> _STATED GOAL A_
Gather every line of the listing below that contains the string "glass".

> _PROVIDED TEXT_

* * *

Re: Seemingly duplicated radicals, reasoning?

From: Jeroen Ruigrok van der Werven (
Date: Mon Dec 24 2007 - 18:09:16 CST

  • Next message: Benjamin M Scarborough: "Normalization question"

    Hi James,

    apologies for snipping in your text.

    -On [20071224 23:59], James Kass ( wrote:
    >So, 彐 (# 58), 長 (#168), 骨 (#188), and 鬼 (#194) could
    >be referred to as U+5F50, U+9577, U+9AA8, and U+9B3C,
    >Quoting from T.U.S. 5.0 page 426,
    >"Semantics. Characters in the CJK and KangXi Radicals blocks should
    >never be used as ideographs. They have different properties and meanings.
    >U+2F00 KANGXI RADICAL ONE is not equivalent to U+4E00 CJK UNIFIED
    >IDEOGRAPH-4E00, for example. The former is to be treated as a symbol,
    >the latter as a word or part of a word.


    Please note I never referenced the entire CJK block though, only the Kangxi
    and supplemental radical blocks.

    >But, I've never understood the reasoning behind all the duplications.
    >Having just read the pertinent section in the Unicode Standard doesn't
    >really help much in understanding. Of course, "KANGXI RADICAL ONE"
    >is the ideograph encoded at U+4E00. The fact that some standards have
    >chosen to encode that radical separately and assign it properties as
    >a symbol doesn't alter that reality. The fact that many dictionaries
    >use a different font style to display radicals in indices only means
    >that it is a different font style, not that there is any difference
    >at the character (plain text) level.

* * *

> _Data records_
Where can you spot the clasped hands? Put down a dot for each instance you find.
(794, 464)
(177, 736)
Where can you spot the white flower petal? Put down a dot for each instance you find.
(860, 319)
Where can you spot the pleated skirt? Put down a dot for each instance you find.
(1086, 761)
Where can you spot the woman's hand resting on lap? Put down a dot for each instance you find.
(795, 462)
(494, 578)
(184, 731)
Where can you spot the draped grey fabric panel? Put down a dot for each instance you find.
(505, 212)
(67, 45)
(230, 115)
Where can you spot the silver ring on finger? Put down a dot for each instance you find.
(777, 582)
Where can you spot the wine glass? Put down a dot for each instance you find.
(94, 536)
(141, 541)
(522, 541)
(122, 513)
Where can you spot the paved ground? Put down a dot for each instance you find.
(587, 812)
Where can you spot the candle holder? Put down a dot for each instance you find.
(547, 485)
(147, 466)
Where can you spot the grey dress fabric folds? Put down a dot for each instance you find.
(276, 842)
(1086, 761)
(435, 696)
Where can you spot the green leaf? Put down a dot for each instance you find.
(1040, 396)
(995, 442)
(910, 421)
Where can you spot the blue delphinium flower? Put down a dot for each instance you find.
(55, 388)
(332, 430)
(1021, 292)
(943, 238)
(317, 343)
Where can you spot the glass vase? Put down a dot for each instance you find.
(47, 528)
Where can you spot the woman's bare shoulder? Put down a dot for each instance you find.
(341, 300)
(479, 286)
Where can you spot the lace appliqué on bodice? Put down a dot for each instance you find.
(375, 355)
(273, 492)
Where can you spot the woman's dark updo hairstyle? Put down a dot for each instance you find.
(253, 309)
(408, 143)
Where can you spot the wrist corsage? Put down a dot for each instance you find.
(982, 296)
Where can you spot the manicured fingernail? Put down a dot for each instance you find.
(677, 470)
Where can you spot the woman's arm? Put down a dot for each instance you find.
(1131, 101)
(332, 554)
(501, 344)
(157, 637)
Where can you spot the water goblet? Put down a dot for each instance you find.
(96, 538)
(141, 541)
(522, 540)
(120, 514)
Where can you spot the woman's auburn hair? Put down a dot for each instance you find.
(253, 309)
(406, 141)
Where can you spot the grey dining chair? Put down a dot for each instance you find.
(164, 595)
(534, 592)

* * *

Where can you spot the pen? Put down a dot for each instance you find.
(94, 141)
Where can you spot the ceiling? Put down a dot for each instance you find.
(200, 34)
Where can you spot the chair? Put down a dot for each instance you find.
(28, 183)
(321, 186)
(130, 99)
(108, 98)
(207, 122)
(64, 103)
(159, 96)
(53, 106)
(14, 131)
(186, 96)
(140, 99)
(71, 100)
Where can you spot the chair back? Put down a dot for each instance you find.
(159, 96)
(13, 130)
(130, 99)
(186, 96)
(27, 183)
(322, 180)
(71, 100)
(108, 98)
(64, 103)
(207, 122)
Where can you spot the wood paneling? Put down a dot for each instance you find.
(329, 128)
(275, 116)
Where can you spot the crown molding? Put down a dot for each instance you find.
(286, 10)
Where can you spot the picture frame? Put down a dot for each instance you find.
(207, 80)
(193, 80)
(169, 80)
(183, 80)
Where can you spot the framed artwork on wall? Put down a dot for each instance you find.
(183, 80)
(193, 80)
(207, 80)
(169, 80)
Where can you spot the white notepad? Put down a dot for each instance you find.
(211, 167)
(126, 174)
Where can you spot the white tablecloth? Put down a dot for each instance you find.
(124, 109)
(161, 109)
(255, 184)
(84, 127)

* * *

> _STATED GOAL B_
Write out the passage from the post on Kangxi radicals above, starting at "-On [20071224 23:59], James" and ending at "supplemental radical blocks.".

> _TASK RESULT A_
Where can you spot the wine glass? Put down a dot for each instance you find.
Where can you spot the glass vase? Put down a dot for each instance you find.

> _TASK RESULT B_
-On [20071224 23:59], James Kass ( wrote:
    >So, 彐 (# 58), 長 (#168), 骨 (#188), and 鬼 (#194) could
    >be referred to as U+5F50, U+9577, U+9AA8, and U+9B3C,
    >Quoting from T.U.S. 5.0 page 426,
    >"Semantics. Characters in the CJK and KangXi Radicals blocks should
    >never be used as ideographs. They have different properties and meanings.
    >U+2F00 KANGXI RADICAL ONE is not equivalent to U+4E00 CJK UNIFIED
    >IDEOGRAPH-4E00, for example. The former is to be treated as a symbol,
    >the latter as a word or part of a word.


    Please note I never referenced the entire CJK block though, only the Kangxi
    and supplemental radical blocks.